__Supplied data__:
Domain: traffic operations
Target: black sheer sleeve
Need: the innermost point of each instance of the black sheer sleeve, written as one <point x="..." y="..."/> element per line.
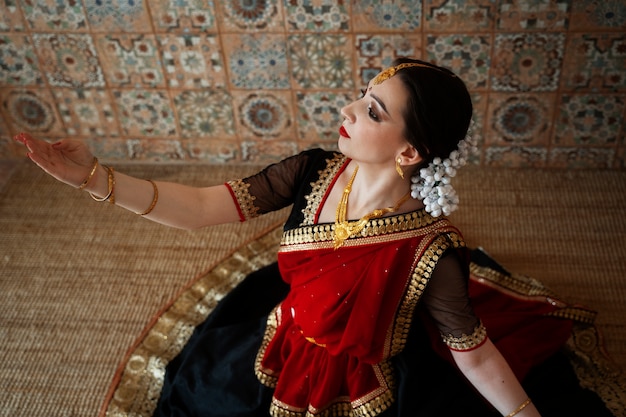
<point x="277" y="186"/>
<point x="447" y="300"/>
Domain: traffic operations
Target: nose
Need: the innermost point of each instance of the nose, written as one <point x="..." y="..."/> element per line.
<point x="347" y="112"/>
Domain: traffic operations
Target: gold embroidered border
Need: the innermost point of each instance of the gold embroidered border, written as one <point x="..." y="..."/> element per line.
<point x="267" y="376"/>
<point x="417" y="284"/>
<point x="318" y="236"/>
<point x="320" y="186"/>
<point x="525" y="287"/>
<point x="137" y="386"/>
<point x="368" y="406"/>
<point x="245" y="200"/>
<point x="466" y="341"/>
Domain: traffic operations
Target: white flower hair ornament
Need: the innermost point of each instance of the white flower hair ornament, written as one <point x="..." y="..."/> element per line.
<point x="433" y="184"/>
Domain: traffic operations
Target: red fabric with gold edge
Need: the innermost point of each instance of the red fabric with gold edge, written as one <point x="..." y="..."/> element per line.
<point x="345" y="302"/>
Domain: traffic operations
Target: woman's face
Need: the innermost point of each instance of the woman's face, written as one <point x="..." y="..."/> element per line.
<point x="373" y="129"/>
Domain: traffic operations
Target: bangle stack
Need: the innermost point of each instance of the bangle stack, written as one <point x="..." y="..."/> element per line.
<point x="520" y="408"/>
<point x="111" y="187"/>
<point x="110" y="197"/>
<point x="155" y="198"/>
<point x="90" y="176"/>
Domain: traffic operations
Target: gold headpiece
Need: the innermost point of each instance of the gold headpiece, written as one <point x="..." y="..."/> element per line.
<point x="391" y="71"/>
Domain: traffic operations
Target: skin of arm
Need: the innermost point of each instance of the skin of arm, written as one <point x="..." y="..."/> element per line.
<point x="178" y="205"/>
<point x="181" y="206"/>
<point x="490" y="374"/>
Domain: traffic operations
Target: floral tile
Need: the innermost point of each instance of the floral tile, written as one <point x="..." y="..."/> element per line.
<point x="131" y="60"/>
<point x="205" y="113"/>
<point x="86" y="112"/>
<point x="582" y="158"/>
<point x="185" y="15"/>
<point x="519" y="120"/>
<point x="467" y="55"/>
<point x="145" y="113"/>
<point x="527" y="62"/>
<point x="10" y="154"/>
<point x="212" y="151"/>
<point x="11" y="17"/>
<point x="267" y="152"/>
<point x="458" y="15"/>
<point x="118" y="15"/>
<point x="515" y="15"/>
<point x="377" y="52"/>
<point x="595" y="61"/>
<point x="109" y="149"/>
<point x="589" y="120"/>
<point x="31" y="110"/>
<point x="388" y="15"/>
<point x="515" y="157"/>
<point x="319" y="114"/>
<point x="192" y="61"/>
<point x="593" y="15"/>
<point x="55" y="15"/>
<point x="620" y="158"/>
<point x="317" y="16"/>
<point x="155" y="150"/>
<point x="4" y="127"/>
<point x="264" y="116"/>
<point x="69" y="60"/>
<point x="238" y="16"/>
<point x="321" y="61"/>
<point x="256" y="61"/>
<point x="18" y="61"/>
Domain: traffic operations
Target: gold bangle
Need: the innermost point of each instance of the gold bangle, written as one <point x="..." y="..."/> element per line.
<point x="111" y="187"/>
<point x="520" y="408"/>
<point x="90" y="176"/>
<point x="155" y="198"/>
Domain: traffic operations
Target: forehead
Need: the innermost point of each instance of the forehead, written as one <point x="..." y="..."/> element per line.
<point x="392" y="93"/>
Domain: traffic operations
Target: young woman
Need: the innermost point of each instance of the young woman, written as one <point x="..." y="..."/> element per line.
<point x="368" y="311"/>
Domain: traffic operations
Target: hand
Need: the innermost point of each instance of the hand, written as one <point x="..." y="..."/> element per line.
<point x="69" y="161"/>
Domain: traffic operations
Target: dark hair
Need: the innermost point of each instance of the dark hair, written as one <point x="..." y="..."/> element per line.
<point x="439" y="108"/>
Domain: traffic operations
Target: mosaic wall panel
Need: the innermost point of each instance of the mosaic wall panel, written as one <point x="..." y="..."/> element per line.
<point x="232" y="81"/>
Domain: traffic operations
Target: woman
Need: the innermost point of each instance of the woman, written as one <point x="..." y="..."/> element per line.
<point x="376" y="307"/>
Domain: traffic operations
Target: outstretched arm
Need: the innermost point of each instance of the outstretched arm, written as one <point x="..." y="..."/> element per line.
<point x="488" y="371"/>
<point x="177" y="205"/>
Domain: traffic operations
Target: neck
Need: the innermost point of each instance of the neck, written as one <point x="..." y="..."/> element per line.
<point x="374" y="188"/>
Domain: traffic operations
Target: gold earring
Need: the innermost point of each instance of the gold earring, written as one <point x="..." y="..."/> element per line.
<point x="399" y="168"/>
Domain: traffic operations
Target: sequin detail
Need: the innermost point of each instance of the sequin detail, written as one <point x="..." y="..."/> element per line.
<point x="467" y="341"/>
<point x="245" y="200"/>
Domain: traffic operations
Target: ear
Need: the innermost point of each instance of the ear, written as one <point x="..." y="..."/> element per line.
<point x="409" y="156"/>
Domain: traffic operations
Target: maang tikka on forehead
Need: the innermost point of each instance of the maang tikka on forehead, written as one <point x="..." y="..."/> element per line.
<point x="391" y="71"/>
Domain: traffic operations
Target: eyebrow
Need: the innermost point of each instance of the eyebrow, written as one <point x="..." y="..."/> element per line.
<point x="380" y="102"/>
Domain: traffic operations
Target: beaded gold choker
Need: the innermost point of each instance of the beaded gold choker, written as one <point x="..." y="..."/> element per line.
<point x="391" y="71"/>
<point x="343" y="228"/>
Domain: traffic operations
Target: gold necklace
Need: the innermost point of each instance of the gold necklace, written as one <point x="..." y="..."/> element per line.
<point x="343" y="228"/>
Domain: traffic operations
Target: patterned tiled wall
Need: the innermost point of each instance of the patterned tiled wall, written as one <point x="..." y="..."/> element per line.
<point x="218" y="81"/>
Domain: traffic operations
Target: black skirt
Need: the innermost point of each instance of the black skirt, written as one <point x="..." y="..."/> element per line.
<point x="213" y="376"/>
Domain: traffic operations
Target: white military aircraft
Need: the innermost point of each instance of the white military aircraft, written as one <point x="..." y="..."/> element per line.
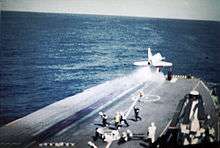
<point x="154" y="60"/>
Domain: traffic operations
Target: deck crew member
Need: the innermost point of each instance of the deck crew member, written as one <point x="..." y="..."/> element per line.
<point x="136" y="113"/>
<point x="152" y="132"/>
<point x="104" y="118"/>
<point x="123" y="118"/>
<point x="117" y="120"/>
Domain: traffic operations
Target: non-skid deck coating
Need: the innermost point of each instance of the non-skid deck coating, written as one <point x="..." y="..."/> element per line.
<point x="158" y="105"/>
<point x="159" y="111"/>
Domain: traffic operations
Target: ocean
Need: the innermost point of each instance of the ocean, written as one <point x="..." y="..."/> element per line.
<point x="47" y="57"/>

__Description of the task__: Write out the entries again, exactly as given, skipping any images.

__Written solution__:
Domain: traffic operations
Target: black sheer sleeve
Need: the innermost point of each instance of the black sheer sleeve, written as one <point x="..." y="..."/> element per line.
<point x="277" y="186"/>
<point x="447" y="300"/>
Domain: traffic operations
Target: nose
Need: the innermost point of each instance of the nose, written as one <point x="..." y="..."/> element per line.
<point x="347" y="112"/>
Domain: traffic operations
Target: gold embroidered border
Need: the innermost point of each instance of the gold embroidered border, written as one <point x="..." y="..."/> element per line.
<point x="267" y="376"/>
<point x="417" y="284"/>
<point x="318" y="236"/>
<point x="320" y="186"/>
<point x="525" y="287"/>
<point x="137" y="386"/>
<point x="368" y="406"/>
<point x="245" y="200"/>
<point x="466" y="341"/>
Domain: traffic operations
Target: white flower hair ornament
Need: the innermost point of each instance of the white flower hair ornament, written as one <point x="..." y="..."/> element per line.
<point x="433" y="184"/>
Domain: traffic operations
Target: red fabric with gold edge
Need: the innermost point of each instance of the red fabric with gold edge, written as one <point x="..." y="..."/> element per line.
<point x="345" y="302"/>
Domain: traffic operations
Target: woman's face
Need: the innermost point of each instance of the woman's face, written as one <point x="..." y="..."/> element per line.
<point x="373" y="129"/>
Domain: traffic operations
Target: bangle stack
Need: the innermost point of each instance of the bangle stack, written as one <point x="..." y="..."/> element per line.
<point x="520" y="408"/>
<point x="111" y="187"/>
<point x="110" y="197"/>
<point x="155" y="198"/>
<point x="90" y="176"/>
Domain: traffic operations
Target: gold headpiece
Need: the innermost point of each instance of the gold headpiece, written as one <point x="..." y="..."/> element per line.
<point x="391" y="71"/>
Domain: traffic operations
Target: skin of arm
Need: the innermost point of each instance of the skin of arm, written as one <point x="..." y="..."/> element per line.
<point x="178" y="205"/>
<point x="181" y="206"/>
<point x="490" y="374"/>
Domain: traffic operations
Target: floral tile
Need: the innermost point of each instance of the floral tile, written as one <point x="..." y="..."/> element per line.
<point x="131" y="60"/>
<point x="205" y="113"/>
<point x="86" y="112"/>
<point x="582" y="158"/>
<point x="185" y="15"/>
<point x="519" y="120"/>
<point x="467" y="55"/>
<point x="145" y="113"/>
<point x="527" y="62"/>
<point x="10" y="154"/>
<point x="212" y="151"/>
<point x="11" y="17"/>
<point x="267" y="152"/>
<point x="458" y="15"/>
<point x="118" y="15"/>
<point x="515" y="15"/>
<point x="377" y="52"/>
<point x="595" y="61"/>
<point x="109" y="149"/>
<point x="589" y="120"/>
<point x="31" y="110"/>
<point x="388" y="15"/>
<point x="515" y="157"/>
<point x="319" y="114"/>
<point x="192" y="61"/>
<point x="593" y="15"/>
<point x="55" y="15"/>
<point x="620" y="158"/>
<point x="317" y="16"/>
<point x="155" y="150"/>
<point x="4" y="127"/>
<point x="264" y="116"/>
<point x="69" y="60"/>
<point x="238" y="16"/>
<point x="321" y="61"/>
<point x="256" y="61"/>
<point x="18" y="61"/>
Domain: traffic operations
Target: gold bangle
Need: the innermost point of each instance of the gold bangle, written as one <point x="..." y="..."/> element per line.
<point x="111" y="187"/>
<point x="520" y="408"/>
<point x="90" y="176"/>
<point x="155" y="198"/>
Domain: traffic operations
Target: forehead
Need: the innermost point of each instance of the forehead, written as one <point x="..." y="..."/> element per line.
<point x="392" y="93"/>
Domain: traffic operations
Target: young woman
Need: the innermost point of each instance of the young woman, written as one <point x="..." y="..."/> element per line.
<point x="368" y="311"/>
Domain: traffic operations
Target: hand
Need: the innermost point of each instance of the hand, written as one <point x="..." y="..."/> element per line.
<point x="69" y="161"/>
Domain: traffic operations
Target: dark hair
Need: the innermost point of each instance of the dark hair, written as one <point x="..." y="..."/> element per line.
<point x="439" y="108"/>
Domain: traffic operations
Target: mosaic wall panel
Need: the innermost point of each instance of the mosaic wall panel, written as one <point x="..." y="..."/> element per line.
<point x="232" y="81"/>
Domain: traffic operations
Target: woman
Need: the innermost point of each instance of the woman, written as one <point x="..." y="..."/> element per line.
<point x="376" y="307"/>
Domain: traffic operations
Target: outstretched arm
Need: the innermost point of each instance of the outstretched arm, written as one <point x="..." y="..."/> element per line.
<point x="488" y="371"/>
<point x="177" y="205"/>
Domain: traffic operations
Target: neck
Need: the innermost point of each instance of the neck, written as one <point x="..." y="..."/> element per line.
<point x="374" y="188"/>
Domain: traffic operations
Target: gold earring
Need: the innermost point of each instance of the gold earring, written as one <point x="..." y="..."/> element per line.
<point x="399" y="168"/>
Domain: traffic operations
Target: sequin detail
Need: the innermost point of each instance of the sequin detail, written as one <point x="..." y="..."/> element per line.
<point x="467" y="341"/>
<point x="245" y="200"/>
Domain: traffic operations
Target: ear
Need: the innermost point of each instance of the ear, written as one <point x="..." y="..."/> element per line.
<point x="409" y="156"/>
Domain: traffic operations
Target: maang tikka on forehead
Need: the innermost point of each instance of the maang tikka on forehead, written as one <point x="..." y="..."/> element per line.
<point x="391" y="71"/>
Domain: traffic operations
Target: eyebrow
Need: the innermost point of each instance of the eyebrow, written as one <point x="..." y="..."/> element per line.
<point x="380" y="102"/>
Domain: traffic operations
Target: beaded gold choker
Need: the innermost point of each instance of the beaded gold choker, written as one <point x="..." y="..."/> element per line.
<point x="391" y="71"/>
<point x="343" y="228"/>
Domain: traffic operations
Target: gold necklace
Need: the innermost point of each instance of the gold necklace, written as one <point x="..." y="..."/> element per line.
<point x="343" y="228"/>
Domain: traffic operations
Target: patterned tiled wall
Need: the innermost point of each instance of the patterned tiled wall, written as one <point x="..." y="..."/> element per line.
<point x="218" y="81"/>
Domain: traffic operations
Target: black skirt
Need: the innermost point of each instance of the black skirt, written as one <point x="..." y="..."/> element per line.
<point x="213" y="376"/>
Domain: traffic operations
Target: white military aircraft
Need: the innermost point of each instance of the white military aircraft, written as one <point x="..." y="..."/> element per line.
<point x="154" y="60"/>
Domain: traffic operations
Target: deck crew member
Need: the innermost point of each instance of the deck crew member, written as one <point x="..." y="..."/> element per line.
<point x="136" y="113"/>
<point x="152" y="132"/>
<point x="104" y="118"/>
<point x="123" y="118"/>
<point x="117" y="120"/>
Domain: traffic operations
Target: non-skid deck coating
Need: the innermost point of each instance of the non-skid deck coating, written as one <point x="..." y="..."/> element per line.
<point x="158" y="105"/>
<point x="159" y="111"/>
Domain: traffic operations
Target: ocean
Need: the innermost point of each instance of the ocean, written as one <point x="..." y="..."/> element per line.
<point x="47" y="57"/>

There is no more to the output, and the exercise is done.